» **Goal 1**
In the forum thread about other hobbies, about how many baseball cards does ktcards say are in the collection?
» **Goal 2**
The forum thread about other hobbies mentions wines that matt785115 has fermenting. List all of them with their batch sizes.
» **Goal 3**
Write a continuation of the forum thread about other hobbies, picking up after its final post.

» **Provided text**
** BEGIN **

# Other hobbies



## iamwhiteshadow

Does anyone have other Hobie's like me? I build model cars 1/24 scale. They dont fit with our HO trains but its something to get my mind clear from train problems.


----------



## D1566

I used to be a volunteer driver at my local heritage/tourist line, sadly haven't had the time to keep doing that in recent years. I do build the occasional model aircraft just for a change from trains!!


----------



## matt785115

I make wine. Right now I have a Blackberry Cabernet (6gal), Wildberry Concord Grape (5gal) and a Tropical Fruit Concord (1gal) fermenting. It is another hobby that takes alot of time. The wife and I love it.


----------



## ktcards

I collect baseball cards. There are around 135,000 c ards in my collection at the moment.

Ray


----------



## apoc444

I build choppers


----------



## Grabbem88

That blackberry sounds good!!!...

R/c cars is my other hobby 4 custom crawlers my sc10 race truck and my from ground up all aluminum 65 mustang shell clocked at 92mph!

I got a huge slot car track as well

Then wife has me help on the Victorian dollhouse that has taken her 5 yrs to build and paint..lol


----------



## broox

apoc444 said:


> I build choppers


Get to da choppa!


I'm not sure what my other hobbys are...

Probably weightlifting. Thats a bit of fun. 
Got a 150kg deadlift (x3) up the other day, my previous PB was 200kg (x1) about 18months ago... But I'v had some time off from lifting (lazyness) so lost a little strength

I don't mind playing playstation/ computer games, but I havent done it in a while.
Also building PC's too, I tried my hand at scratchbuilding a couple of chassis, and installing custom watercooling loops. It was fun but I needed more space for the fabrication stuff.

I do watch a lot of TV shows, but not many movies


Once I get a shed I can finally complete a few projects! haha


----------



## wingnut163

i build 1/14 semi trucks that are RCed.
i build ships in bottles..
i build plastic ship models and motorized them then RC.


----------



## Grabbem88

I love to see your 1/14 semI!! 

Wingnut you scale yours out??

The smallest Rc I got is a 1/18 rock crawler that ended up a 1/16 after stretched chassis and 2.2 wheels


----------



## broox

yep, seconding pics of the semi!


----------



## THE TYCO MAN

I like 1:24 and 1:25 auto stuff, slightly into coins and "mantiques" and getting big and bigger into HO scale slot cars (really just 1:64 scale).


----------



## iamwhiteshadow

Now I have to ask would it be ok to post photos of our stuff? I love trains and landscaping but I would love to see others other hobie work as well?

** END **

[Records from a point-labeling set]
** BEGIN **

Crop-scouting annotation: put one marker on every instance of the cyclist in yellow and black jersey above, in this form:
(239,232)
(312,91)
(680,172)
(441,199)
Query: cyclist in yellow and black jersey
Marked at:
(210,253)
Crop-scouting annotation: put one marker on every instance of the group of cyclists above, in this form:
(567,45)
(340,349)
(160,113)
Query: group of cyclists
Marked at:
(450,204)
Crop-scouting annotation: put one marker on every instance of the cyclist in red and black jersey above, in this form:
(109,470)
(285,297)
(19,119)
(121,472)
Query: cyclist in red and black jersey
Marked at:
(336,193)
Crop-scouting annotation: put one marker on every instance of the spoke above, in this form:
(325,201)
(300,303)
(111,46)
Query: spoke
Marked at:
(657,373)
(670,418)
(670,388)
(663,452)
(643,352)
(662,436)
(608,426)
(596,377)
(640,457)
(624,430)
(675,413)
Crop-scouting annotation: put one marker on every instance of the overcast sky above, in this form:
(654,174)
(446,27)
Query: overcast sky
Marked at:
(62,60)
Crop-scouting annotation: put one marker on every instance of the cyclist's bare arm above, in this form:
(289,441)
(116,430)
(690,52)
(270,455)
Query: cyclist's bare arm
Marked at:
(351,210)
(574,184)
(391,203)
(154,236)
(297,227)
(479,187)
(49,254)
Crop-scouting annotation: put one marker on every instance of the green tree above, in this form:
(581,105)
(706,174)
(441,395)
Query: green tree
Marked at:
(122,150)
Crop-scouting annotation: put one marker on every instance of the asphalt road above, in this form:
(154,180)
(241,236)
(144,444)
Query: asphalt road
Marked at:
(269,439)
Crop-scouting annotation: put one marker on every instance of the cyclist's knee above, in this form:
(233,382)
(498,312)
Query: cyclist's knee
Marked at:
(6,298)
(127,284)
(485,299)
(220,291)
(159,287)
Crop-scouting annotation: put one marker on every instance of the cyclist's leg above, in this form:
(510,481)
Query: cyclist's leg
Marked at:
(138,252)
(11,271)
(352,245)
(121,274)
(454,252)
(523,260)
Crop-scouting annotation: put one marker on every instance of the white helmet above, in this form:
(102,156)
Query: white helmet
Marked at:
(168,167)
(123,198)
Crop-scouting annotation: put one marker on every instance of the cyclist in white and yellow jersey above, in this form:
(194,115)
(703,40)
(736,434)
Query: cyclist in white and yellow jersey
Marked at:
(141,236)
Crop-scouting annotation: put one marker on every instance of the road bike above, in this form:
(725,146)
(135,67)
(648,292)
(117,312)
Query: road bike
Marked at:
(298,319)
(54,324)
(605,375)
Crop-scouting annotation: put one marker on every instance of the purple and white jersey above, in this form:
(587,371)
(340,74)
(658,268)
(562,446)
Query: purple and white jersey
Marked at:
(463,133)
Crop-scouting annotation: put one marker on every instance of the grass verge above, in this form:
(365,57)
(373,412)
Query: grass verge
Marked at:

** END **

» **Task result 1**
Around 135,000 cards.

» **Task result 2**
Blackberry Cabernet (6 gal), Wildberry Concord Grape (5 gal), Tropical Fruit Concord (1 gal)

» **Task result 3**
----------



## broox

ofcourse you can post stuff like that. its a community


----------



## dannyrandomstate

I've got a 71 International M-800 Postal that is slowly getting back on the road. And then there's the guns.


----------



## yak-54

large scale aerobatic Planes


----------



## matt785115

I always love watching those planes at the park. they are amazing.


----------



## yak-54

matt785115 said:


> I always love watching those planes at the park. they are amazing.


must be a big park my one is over 9 1/2 feet


----------



## Big Ed

iamwhiteshadow said:


> Now I have to ask would it be ok to post photos of our stuff? I love trains and landscaping but I would love to see others other hobie work as well?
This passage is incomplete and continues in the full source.